Dataset rows
■ ■ ■ ■

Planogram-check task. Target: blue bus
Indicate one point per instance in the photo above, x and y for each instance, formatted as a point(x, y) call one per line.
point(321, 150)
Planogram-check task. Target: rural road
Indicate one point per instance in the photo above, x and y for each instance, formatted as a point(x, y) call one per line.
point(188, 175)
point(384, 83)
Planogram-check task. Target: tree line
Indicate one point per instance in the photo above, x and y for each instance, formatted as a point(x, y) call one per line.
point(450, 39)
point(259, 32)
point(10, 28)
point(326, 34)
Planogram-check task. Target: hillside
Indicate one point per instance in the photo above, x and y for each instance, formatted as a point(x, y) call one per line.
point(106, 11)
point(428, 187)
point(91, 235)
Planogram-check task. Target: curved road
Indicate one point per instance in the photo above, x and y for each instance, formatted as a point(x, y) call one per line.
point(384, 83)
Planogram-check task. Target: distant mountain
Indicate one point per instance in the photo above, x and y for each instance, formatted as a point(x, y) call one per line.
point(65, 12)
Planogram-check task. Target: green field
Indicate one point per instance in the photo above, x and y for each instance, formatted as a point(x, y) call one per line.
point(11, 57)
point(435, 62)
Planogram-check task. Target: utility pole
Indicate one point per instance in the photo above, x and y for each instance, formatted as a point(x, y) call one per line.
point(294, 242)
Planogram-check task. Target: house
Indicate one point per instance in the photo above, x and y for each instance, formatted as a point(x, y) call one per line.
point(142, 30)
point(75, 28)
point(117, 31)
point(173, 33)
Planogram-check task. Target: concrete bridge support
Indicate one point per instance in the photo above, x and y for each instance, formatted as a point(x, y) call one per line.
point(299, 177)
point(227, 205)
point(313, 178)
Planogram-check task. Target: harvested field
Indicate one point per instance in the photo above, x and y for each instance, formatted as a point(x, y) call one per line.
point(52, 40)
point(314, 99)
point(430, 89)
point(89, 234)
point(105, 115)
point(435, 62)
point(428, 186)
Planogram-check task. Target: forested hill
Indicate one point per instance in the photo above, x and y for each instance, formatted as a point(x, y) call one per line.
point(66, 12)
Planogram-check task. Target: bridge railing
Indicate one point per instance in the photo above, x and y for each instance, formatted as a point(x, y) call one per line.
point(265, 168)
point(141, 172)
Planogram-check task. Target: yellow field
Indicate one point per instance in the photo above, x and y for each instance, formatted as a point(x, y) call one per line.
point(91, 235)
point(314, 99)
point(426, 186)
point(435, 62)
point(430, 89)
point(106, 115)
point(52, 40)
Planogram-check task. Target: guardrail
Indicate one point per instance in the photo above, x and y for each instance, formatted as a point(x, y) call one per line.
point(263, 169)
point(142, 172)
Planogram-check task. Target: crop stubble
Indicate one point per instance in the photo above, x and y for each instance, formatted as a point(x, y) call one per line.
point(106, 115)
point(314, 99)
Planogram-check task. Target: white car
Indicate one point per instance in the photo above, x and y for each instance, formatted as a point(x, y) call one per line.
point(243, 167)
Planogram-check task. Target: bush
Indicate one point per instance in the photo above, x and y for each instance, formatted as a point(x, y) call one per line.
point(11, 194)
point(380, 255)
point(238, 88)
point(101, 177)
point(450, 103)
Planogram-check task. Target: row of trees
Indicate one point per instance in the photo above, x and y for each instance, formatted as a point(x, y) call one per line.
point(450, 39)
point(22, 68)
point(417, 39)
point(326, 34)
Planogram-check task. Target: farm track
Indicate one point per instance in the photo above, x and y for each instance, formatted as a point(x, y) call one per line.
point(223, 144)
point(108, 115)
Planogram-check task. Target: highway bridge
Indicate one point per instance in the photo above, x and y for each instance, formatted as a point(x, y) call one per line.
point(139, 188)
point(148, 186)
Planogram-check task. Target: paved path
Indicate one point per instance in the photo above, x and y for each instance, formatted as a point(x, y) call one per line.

■ ■ ■ ■

Give the lines of the material from the line with "Planogram-check task. Target: curved road" up to and including the line with "point(65, 12)" as a numbered list, leaving out any blank lines.

1. Planogram-check task. Target: curved road
2. Indicate one point per instance in the photo above, x and y for each instance, formatted as a point(x, y) call one per line.
3. point(384, 83)
4. Planogram-check task. Target: distant mountain
5. Indicate one point per instance in the photo above, x and y for each instance, formatted as a point(x, y) call one per line.
6. point(65, 12)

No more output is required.